**Data section**
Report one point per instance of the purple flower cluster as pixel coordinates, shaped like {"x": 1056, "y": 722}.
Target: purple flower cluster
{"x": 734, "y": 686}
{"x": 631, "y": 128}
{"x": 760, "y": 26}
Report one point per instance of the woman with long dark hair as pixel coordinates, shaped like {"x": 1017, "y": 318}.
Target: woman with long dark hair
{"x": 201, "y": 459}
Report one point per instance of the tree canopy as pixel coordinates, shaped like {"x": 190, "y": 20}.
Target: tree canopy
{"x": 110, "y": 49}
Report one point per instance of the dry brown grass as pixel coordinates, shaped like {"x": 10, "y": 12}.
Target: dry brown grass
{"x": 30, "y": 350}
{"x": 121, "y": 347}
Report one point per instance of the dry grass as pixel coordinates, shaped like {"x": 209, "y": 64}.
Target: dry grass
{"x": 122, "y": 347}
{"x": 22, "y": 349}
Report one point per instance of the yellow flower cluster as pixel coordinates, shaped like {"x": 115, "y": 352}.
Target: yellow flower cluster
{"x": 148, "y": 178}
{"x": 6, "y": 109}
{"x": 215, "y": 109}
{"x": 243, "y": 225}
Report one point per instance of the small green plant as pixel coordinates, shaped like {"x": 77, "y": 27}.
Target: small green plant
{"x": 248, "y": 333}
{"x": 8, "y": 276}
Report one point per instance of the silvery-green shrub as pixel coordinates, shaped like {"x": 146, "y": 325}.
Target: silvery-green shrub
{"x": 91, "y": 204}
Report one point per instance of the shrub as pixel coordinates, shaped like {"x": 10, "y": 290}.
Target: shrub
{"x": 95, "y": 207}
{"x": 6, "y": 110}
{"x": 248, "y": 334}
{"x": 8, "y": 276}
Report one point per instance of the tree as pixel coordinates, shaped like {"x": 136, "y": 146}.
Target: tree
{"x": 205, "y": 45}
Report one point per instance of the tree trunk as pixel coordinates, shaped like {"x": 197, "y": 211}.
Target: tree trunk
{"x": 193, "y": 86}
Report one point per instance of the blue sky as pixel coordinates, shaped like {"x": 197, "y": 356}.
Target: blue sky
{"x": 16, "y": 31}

**Exercise instructions**
Starting at the line that contains "Report one point per instance of the tree as" and continuing through the end of the material, rewrite those lines with every "blue sky" changed to "clear sky" and nothing else altered. Give back only those lines.

**Output**
Report one point per instance of the tree as pixel coordinates, shaped like {"x": 136, "y": 146}.
Target: tree
{"x": 205, "y": 45}
Report one point per instance of the tree trunk as pixel coordinates, shaped like {"x": 197, "y": 211}.
Target: tree trunk
{"x": 193, "y": 86}
Report one point per instance of the clear sky as pixel coordinates, shaped like {"x": 197, "y": 356}.
Target: clear sky
{"x": 16, "y": 31}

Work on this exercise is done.